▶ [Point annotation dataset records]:
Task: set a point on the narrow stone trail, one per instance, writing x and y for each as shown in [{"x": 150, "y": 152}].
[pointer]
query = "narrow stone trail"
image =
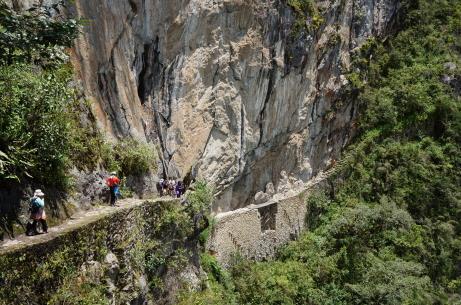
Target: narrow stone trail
[{"x": 75, "y": 221}]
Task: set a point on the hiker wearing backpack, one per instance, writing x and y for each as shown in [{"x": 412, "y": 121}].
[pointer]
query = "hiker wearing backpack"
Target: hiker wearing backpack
[
  {"x": 37, "y": 211},
  {"x": 113, "y": 183}
]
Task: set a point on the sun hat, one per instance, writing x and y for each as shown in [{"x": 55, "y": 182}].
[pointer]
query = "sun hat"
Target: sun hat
[{"x": 38, "y": 193}]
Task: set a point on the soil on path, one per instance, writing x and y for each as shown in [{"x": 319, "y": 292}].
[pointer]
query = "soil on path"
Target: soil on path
[{"x": 77, "y": 220}]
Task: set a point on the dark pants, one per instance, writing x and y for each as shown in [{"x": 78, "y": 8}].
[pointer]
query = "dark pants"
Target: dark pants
[
  {"x": 113, "y": 196},
  {"x": 44, "y": 225}
]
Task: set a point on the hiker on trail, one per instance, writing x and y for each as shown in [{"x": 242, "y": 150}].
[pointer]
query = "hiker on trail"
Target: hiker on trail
[
  {"x": 113, "y": 183},
  {"x": 171, "y": 186},
  {"x": 160, "y": 187},
  {"x": 179, "y": 189},
  {"x": 37, "y": 211}
]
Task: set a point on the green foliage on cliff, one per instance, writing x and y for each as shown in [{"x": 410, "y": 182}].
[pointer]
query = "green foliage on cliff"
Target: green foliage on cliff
[
  {"x": 42, "y": 129},
  {"x": 389, "y": 231},
  {"x": 34, "y": 37},
  {"x": 307, "y": 14},
  {"x": 35, "y": 125}
]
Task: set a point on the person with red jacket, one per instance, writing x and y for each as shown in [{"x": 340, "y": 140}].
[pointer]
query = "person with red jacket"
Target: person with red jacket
[{"x": 113, "y": 183}]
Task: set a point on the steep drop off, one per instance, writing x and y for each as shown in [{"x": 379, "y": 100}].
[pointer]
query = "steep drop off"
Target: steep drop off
[{"x": 233, "y": 91}]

▶ [Aim]: Write the material out again exactly as it appears, dropping the pictures.

▶ [Answer for this exercise]:
Task: set a point on the narrow stone trail, one per instance, writing x and y for each as shown in [{"x": 150, "y": 152}].
[pointer]
query = "narrow stone trail"
image =
Target: narrow stone trail
[{"x": 75, "y": 221}]
Task: set a point on the hiker wearing backpack, one per instance, writing x and y for each as shown in [{"x": 412, "y": 121}].
[pointer]
query = "hiker wearing backpack"
Target: hiker wearing backpack
[
  {"x": 37, "y": 211},
  {"x": 113, "y": 183}
]
Task: set a point on the sun hat, one per instance, writing x and y for each as shown in [{"x": 55, "y": 182}].
[pointer]
query = "sun hat"
Target: sun hat
[{"x": 38, "y": 193}]
Task: set a point on the soil on path, one per instance, writing x and y for each as shown in [{"x": 319, "y": 292}].
[pointer]
query = "soil on path"
Target: soil on path
[{"x": 77, "y": 220}]
Task: set a point on the dark pants, one per instance, writing x and y for each as shown in [{"x": 78, "y": 8}].
[pointer]
query = "dark pants"
Target: dark pants
[
  {"x": 113, "y": 196},
  {"x": 44, "y": 225}
]
Task: set a point on the hiker on trail, one per instance, writing x and y for each as shown in [{"x": 242, "y": 150}].
[pointer]
query = "hiker on trail"
Target: hiker on trail
[
  {"x": 113, "y": 183},
  {"x": 171, "y": 186},
  {"x": 160, "y": 187},
  {"x": 179, "y": 189},
  {"x": 37, "y": 211}
]
Task: set a point on the green foliage on cliff, one per instance, writing x and y for each as shown in [{"x": 410, "y": 182}].
[pointer]
query = "green foliage on cliff"
Target: green foliage on cliff
[
  {"x": 42, "y": 129},
  {"x": 389, "y": 231},
  {"x": 34, "y": 37},
  {"x": 307, "y": 14},
  {"x": 35, "y": 125}
]
Task: set a point on the person with red jacket, one per instance, writing x and y for each as shown in [{"x": 340, "y": 140}].
[pointer]
query = "person with red jacket"
Target: person with red jacket
[{"x": 113, "y": 183}]
Task: set a point on the steep drop off, one per instance, writing x and y for each as shown in [{"x": 379, "y": 100}].
[pointer]
query = "steep drop off"
Target: steep drop off
[{"x": 233, "y": 91}]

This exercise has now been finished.